━━ RECORDS TO PROCESS ━━

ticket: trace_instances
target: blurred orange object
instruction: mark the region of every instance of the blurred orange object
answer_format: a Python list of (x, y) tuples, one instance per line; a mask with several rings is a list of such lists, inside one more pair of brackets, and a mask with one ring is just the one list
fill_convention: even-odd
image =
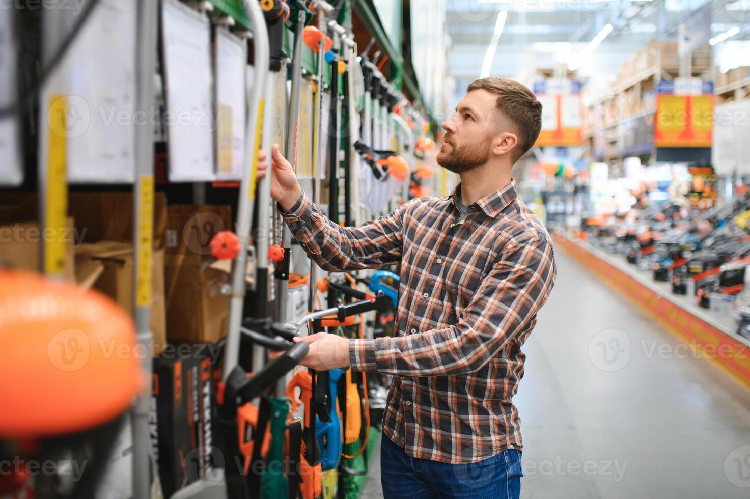
[(333, 47), (333, 40), (315, 26), (307, 26), (302, 32), (302, 41), (313, 52), (317, 53), (320, 47), (320, 39), (326, 37), (323, 52), (328, 52)]
[(417, 174), (418, 179), (432, 179), (435, 176), (434, 168), (426, 164), (420, 164), (414, 173)]
[(0, 437), (99, 426), (146, 384), (133, 320), (98, 291), (0, 270)]
[(386, 165), (388, 166), (388, 173), (400, 182), (404, 182), (409, 176), (409, 164), (401, 156), (388, 156)]

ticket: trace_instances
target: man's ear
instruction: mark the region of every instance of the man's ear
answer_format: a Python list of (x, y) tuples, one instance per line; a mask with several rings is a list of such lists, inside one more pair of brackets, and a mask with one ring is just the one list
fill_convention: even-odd
[(495, 140), (495, 146), (492, 148), (493, 154), (498, 156), (506, 154), (518, 143), (518, 137), (513, 132), (502, 132)]

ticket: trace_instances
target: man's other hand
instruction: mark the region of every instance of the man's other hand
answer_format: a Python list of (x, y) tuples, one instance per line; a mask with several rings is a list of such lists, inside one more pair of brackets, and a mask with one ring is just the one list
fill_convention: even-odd
[[(300, 365), (316, 371), (330, 371), (350, 366), (349, 339), (328, 332), (318, 332), (303, 338), (295, 338), (294, 342), (304, 341), (310, 345), (308, 355)], [(274, 360), (284, 352), (272, 352), (268, 357)]]
[[(281, 209), (288, 212), (299, 199), (302, 189), (297, 182), (297, 176), (289, 161), (281, 155), (278, 144), (274, 144), (272, 148), (273, 161), (271, 170), (271, 197), (280, 205)], [(266, 176), (268, 170), (268, 163), (265, 151), (258, 152), (257, 179), (260, 180)]]

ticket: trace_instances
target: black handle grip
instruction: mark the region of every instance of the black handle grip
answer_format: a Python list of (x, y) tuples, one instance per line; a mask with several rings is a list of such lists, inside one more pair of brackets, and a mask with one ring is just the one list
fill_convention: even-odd
[(350, 287), (349, 286), (342, 286), (341, 284), (336, 284), (332, 282), (328, 282), (328, 286), (334, 290), (340, 293), (343, 293), (347, 296), (352, 296), (352, 298), (356, 298), (357, 299), (367, 299), (367, 293), (360, 291), (359, 290), (356, 290), (353, 287)]
[(245, 335), (250, 338), (250, 341), (253, 343), (259, 344), (262, 347), (265, 347), (270, 350), (290, 350), (292, 347), (292, 343), (286, 340), (276, 340), (270, 336), (266, 336), (266, 335), (262, 335), (260, 332), (253, 331), (252, 329), (242, 329), (242, 334)]
[(247, 378), (243, 386), (236, 392), (230, 390), (230, 386), (228, 386), (227, 395), (234, 395), (236, 393), (240, 398), (238, 405), (249, 402), (293, 369), (304, 359), (309, 350), (310, 345), (304, 341), (294, 344), (294, 346), (280, 357), (266, 365), (252, 377)]
[(294, 338), (299, 335), (294, 334), (285, 328), (282, 324), (278, 323), (272, 323), (268, 329), (272, 333), (276, 335), (277, 336), (280, 336), (287, 341), (293, 341)]

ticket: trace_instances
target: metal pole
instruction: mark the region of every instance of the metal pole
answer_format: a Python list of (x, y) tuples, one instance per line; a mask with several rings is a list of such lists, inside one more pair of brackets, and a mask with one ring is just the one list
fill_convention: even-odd
[[(286, 159), (297, 171), (297, 131), (299, 122), (299, 88), (302, 80), (302, 30), (304, 29), (304, 4), (298, 1), (297, 23), (294, 32), (294, 49), (292, 54), (292, 95), (290, 98), (289, 113), (286, 116), (286, 144), (284, 148)], [(289, 226), (281, 224), (281, 247), (284, 250), (284, 260), (278, 262), (276, 278), (276, 320), (289, 320), (289, 272), (292, 259), (292, 232)], [(286, 377), (279, 379), (276, 393), (279, 397), (286, 392)]]
[[(262, 67), (260, 67), (262, 68)], [(268, 66), (266, 66), (268, 68)], [(259, 69), (258, 71), (262, 71)], [(272, 71), (268, 71), (273, 74)], [(273, 120), (274, 86), (266, 87), (266, 106), (263, 122), (268, 126), (263, 127), (262, 148), (266, 150), (268, 161), (271, 161), (271, 145), (273, 140), (272, 128), (270, 126)], [(258, 227), (256, 232), (256, 261), (257, 263), (256, 283), (256, 299), (258, 300), (257, 311), (255, 317), (262, 317), (268, 314), (268, 239), (271, 222), (271, 179), (265, 176), (258, 182)], [(266, 364), (264, 349), (259, 345), (253, 345), (253, 369), (257, 371)]]
[[(156, 70), (157, 20), (159, 2), (138, 2), (138, 41), (136, 61), (137, 109), (148, 111), (154, 105), (154, 73)], [(138, 335), (139, 347), (146, 352), (141, 369), (149, 381), (138, 395), (131, 412), (133, 436), (133, 497), (151, 497), (151, 437), (148, 413), (151, 402), (152, 344), (151, 330), (152, 270), (154, 247), (154, 129), (146, 124), (136, 128), (136, 179), (133, 197), (134, 290), (133, 318)]]
[[(70, 11), (45, 9), (42, 16), (42, 60), (49, 65), (58, 44), (75, 22)], [(83, 8), (86, 8), (84, 6)], [(95, 14), (94, 14), (95, 15)], [(70, 85), (64, 68), (58, 68), (45, 83), (40, 104), (38, 161), (39, 215), (43, 230), (52, 229), (54, 237), (45, 237), (40, 252), (40, 269), (49, 279), (62, 281), (65, 272), (65, 244), (62, 237), (68, 224), (68, 137), (65, 116)]]
[[(246, 89), (248, 92), (248, 120), (244, 137), (244, 164), (240, 183), (239, 203), (237, 206), (237, 235), (240, 241), (240, 251), (235, 258), (232, 269), (232, 298), (230, 301), (230, 314), (226, 320), (226, 343), (224, 347), (224, 371), (222, 380), (226, 381), (230, 373), (239, 362), (240, 327), (242, 323), (244, 294), (247, 289), (245, 277), (248, 266), (248, 248), (253, 223), (253, 209), (256, 196), (256, 173), (258, 168), (258, 152), (261, 146), (262, 134), (271, 129), (271, 121), (266, 113), (271, 109), (271, 101), (264, 94), (271, 88), (271, 74), (264, 71), (270, 60), (268, 32), (260, 6), (254, 0), (244, 0), (245, 10), (253, 29), (253, 47), (256, 71), (253, 72), (253, 83)], [(266, 125), (263, 126), (263, 123)], [(262, 135), (262, 137), (266, 137)], [(266, 146), (266, 151), (270, 153)], [(268, 161), (271, 161), (270, 155)], [(266, 185), (269, 184), (261, 185)], [(257, 189), (260, 191), (260, 187)], [(266, 233), (266, 237), (268, 237)], [(260, 256), (256, 255), (260, 262)], [(268, 251), (266, 252), (268, 258)]]
[[(326, 10), (326, 7), (328, 8), (328, 10)], [(326, 4), (326, 6), (321, 6), (318, 11), (318, 29), (320, 29), (323, 33), (326, 32), (326, 17), (333, 10), (329, 5)], [(315, 82), (316, 86), (317, 87), (317, 91), (315, 92), (315, 178), (313, 180), (313, 203), (316, 205), (320, 203), (320, 176), (323, 169), (324, 160), (322, 155), (321, 154), (321, 149), (322, 146), (323, 135), (325, 135), (326, 131), (322, 129), (320, 124), (320, 120), (322, 116), (323, 110), (323, 86), (326, 83), (326, 39), (322, 37), (320, 38), (320, 41), (318, 42), (318, 64), (317, 64), (317, 71), (318, 74), (316, 75)], [(310, 293), (309, 293), (309, 302), (308, 303), (308, 310), (312, 311), (315, 309), (315, 296), (317, 293), (316, 284), (318, 281), (318, 266), (317, 264), (313, 261), (312, 259), (310, 260)]]

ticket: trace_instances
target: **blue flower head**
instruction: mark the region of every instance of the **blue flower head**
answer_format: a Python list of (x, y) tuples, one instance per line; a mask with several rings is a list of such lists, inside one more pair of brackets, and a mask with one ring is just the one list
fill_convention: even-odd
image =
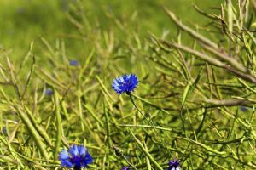
[(67, 168), (72, 168), (73, 167), (75, 170), (87, 167), (87, 165), (93, 162), (87, 148), (76, 144), (71, 146), (68, 151), (63, 150), (60, 153), (59, 159), (61, 162), (62, 167)]
[(122, 170), (130, 170), (131, 168), (129, 167), (122, 167)]
[(79, 61), (75, 60), (72, 60), (69, 61), (69, 65), (73, 65), (73, 66), (78, 66), (79, 65)]
[(118, 76), (113, 81), (112, 88), (116, 93), (121, 94), (122, 93), (130, 94), (136, 88), (139, 81), (135, 74), (125, 74)]
[(172, 162), (170, 161), (168, 163), (169, 167), (167, 170), (179, 170), (180, 162), (174, 159)]

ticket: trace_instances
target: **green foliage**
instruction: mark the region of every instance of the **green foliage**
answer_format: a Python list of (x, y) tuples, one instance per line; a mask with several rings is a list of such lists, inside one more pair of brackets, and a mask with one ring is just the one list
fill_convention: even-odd
[[(3, 40), (1, 167), (61, 169), (58, 154), (78, 144), (94, 158), (88, 169), (166, 169), (173, 158), (183, 169), (256, 168), (255, 1), (195, 5), (201, 15), (182, 21), (188, 1), (49, 2), (52, 14), (35, 2), (24, 17), (3, 12), (18, 18), (9, 28), (32, 34), (17, 38), (32, 42), (23, 58)], [(28, 40), (55, 21), (51, 37)], [(139, 86), (118, 95), (113, 79), (131, 72)]]

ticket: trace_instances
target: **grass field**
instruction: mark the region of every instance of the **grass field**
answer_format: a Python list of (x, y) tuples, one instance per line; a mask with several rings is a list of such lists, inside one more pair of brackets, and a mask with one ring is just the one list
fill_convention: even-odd
[(255, 169), (255, 4), (0, 0), (0, 169)]

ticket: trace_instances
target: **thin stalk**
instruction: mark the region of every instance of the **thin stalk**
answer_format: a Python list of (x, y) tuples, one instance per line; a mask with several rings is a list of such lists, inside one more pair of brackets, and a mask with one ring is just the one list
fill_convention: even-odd
[(154, 131), (156, 132), (156, 133), (159, 135), (159, 137), (160, 137), (161, 142), (164, 144), (166, 149), (168, 150), (170, 156), (172, 156), (170, 150), (168, 150), (168, 148), (167, 148), (167, 146), (166, 146), (166, 143), (165, 142), (165, 140), (162, 139), (160, 133), (157, 131), (157, 129), (154, 128), (155, 126), (154, 125), (154, 123), (153, 123), (150, 120), (147, 119), (147, 117), (145, 116), (145, 115), (138, 109), (138, 107), (137, 106), (137, 105), (135, 104), (135, 102), (134, 102), (134, 100), (133, 100), (133, 99), (132, 99), (132, 97), (131, 97), (131, 93), (127, 93), (127, 94), (130, 96), (131, 101), (132, 105), (134, 105), (134, 107), (135, 107), (135, 108), (137, 109), (137, 111), (144, 117), (144, 119), (149, 123), (150, 127), (151, 127), (152, 128), (154, 128)]

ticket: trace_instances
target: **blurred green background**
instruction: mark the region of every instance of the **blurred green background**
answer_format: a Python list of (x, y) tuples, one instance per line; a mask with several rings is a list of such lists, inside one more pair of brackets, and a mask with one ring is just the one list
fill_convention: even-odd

━━━

▶ **EXERCISE DESCRIPTION**
Can you render the material from its start through the line containing "179), (260, 180)]]" as a numbered list, leaving out blank lines and the picture?

▶ **RESULT OF THIS TASK**
1. ticket: trace_instances
2. target: blurred orange object
3. instruction: mark the region of every instance of the blurred orange object
4. answer_format: a Python list of (x, y) tuples, one instance per line; a mask with several rings is a list of such lists, inside one more pair of brackets, and a mask with one ring is just the one list
5. fill_convention: even-odd
6. image =
7. [(333, 47), (333, 40), (315, 26), (307, 26), (302, 32), (302, 41), (313, 52), (317, 53), (320, 47), (320, 39), (326, 37), (323, 52), (328, 52)]
8. [(417, 174), (418, 179), (432, 179), (435, 176), (434, 168), (426, 164), (420, 164), (414, 173)]
9. [(0, 437), (99, 426), (146, 384), (133, 320), (98, 291), (0, 270)]
10. [(386, 165), (388, 166), (388, 173), (400, 182), (404, 182), (409, 176), (409, 164), (401, 156), (388, 156)]
11. ticket: trace_instances
12. target: man's ear
13. instruction: mark the region of every instance of the man's ear
14. answer_format: a Python list of (x, y) tuples, one instance per line; a mask with several rings is a list of such lists, inside one more pair of brackets, and a mask with one ring is just the one list
15. fill_convention: even-odd
16. [(495, 140), (495, 146), (492, 148), (493, 154), (498, 156), (506, 154), (518, 143), (518, 137), (513, 132), (502, 132)]
17. ticket: trace_instances
18. target: man's other hand
19. instruction: mark the region of every instance of the man's other hand
20. answer_format: a Python list of (x, y) tuples, one instance per line; a mask with several rings is a list of such lists, inside one more pair of brackets, and a mask with one ring is just the one list
21. fill_convention: even-odd
22. [[(300, 365), (316, 371), (330, 371), (350, 366), (349, 339), (328, 332), (318, 332), (303, 338), (295, 338), (294, 342), (304, 341), (310, 345), (308, 355)], [(274, 360), (284, 352), (272, 352), (268, 357)]]
23. [[(281, 209), (288, 212), (299, 199), (302, 189), (297, 182), (297, 176), (289, 161), (281, 155), (278, 144), (274, 144), (272, 148), (273, 161), (271, 170), (271, 197), (280, 205)], [(266, 176), (268, 170), (268, 163), (265, 151), (258, 152), (257, 179), (260, 180)]]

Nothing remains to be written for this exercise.